# Détail de l'exercice
Selon le compte rendu de concert reproduit dans l'extrait de page, quelles œuvres le programme accordait-il à Bertrand Chamayou ?

Excellence des artistes dans une soirée qu’on eût voulu prolonger
Lundi 1er août 2022, 21h, Château de Florans, Auditorium du Parc, Festival international de piano, La Roque d’Anthéron
Bertrand Chamayou, piano. Quatuor Modigliani, quatuor à cordes
Haydn, variations pour piano en fa mineur Hob. XVII.6. R. Schumann, quintette pour piano et cordes en mi bémol majeur, op. 44. F. Schubert, quatuor à cordes n° 14 en ré mineur D. 810, « La jeune fille et la mort »
Je n’avais pas eu l’occasion d’entendre Bertrand Chamayou en 2021, mais j’avais encore en mémoire l’enthousiasme qu’il avait soulevé dans le public lors de son récital de l’année précédente, conclu par une généreuse série de bis offerte à des auditeurs ravis. J’étais donc impatient de l’entendre à nouveau et je n’ai pas été déçu, ou plutôt si, j’ai été déçu… qu’il n’ait pas pu nous en offrir plus, que nous n’ayons pu profiter plus de son art, le programme ne lui accordant que les Variations de Haydn et le Quintette de Schumann. Courte ovation après cette œuvre, l’absence d’entracte poussant le public à passer à l’œuvre suivante. Ainsi, pas de bis pour prolonger un peu le plaisir et passer quelques minutes supplémentaires en compagnie du pianiste.

# Données fournies

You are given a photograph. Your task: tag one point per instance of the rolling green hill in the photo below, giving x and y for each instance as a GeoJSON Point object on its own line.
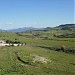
{"type": "Point", "coordinates": [45, 53]}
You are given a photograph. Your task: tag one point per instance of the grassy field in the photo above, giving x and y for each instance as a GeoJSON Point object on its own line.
{"type": "Point", "coordinates": [42, 61]}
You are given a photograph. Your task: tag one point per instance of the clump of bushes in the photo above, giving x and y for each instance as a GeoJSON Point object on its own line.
{"type": "Point", "coordinates": [60, 48]}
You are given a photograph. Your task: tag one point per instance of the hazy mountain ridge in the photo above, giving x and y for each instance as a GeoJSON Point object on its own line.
{"type": "Point", "coordinates": [64, 26]}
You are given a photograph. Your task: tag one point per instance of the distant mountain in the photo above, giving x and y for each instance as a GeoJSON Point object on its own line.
{"type": "Point", "coordinates": [65, 26]}
{"type": "Point", "coordinates": [20, 29]}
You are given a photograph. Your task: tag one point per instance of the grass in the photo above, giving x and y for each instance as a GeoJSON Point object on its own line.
{"type": "Point", "coordinates": [59, 63]}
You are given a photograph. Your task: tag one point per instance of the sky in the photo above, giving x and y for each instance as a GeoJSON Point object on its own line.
{"type": "Point", "coordinates": [35, 13]}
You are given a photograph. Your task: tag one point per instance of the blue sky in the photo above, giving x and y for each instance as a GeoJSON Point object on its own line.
{"type": "Point", "coordinates": [35, 13]}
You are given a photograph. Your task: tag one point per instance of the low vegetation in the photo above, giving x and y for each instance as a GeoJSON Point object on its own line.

# Réponse à l'exercice
Les Variations de Haydn et le Quintette de Schumann.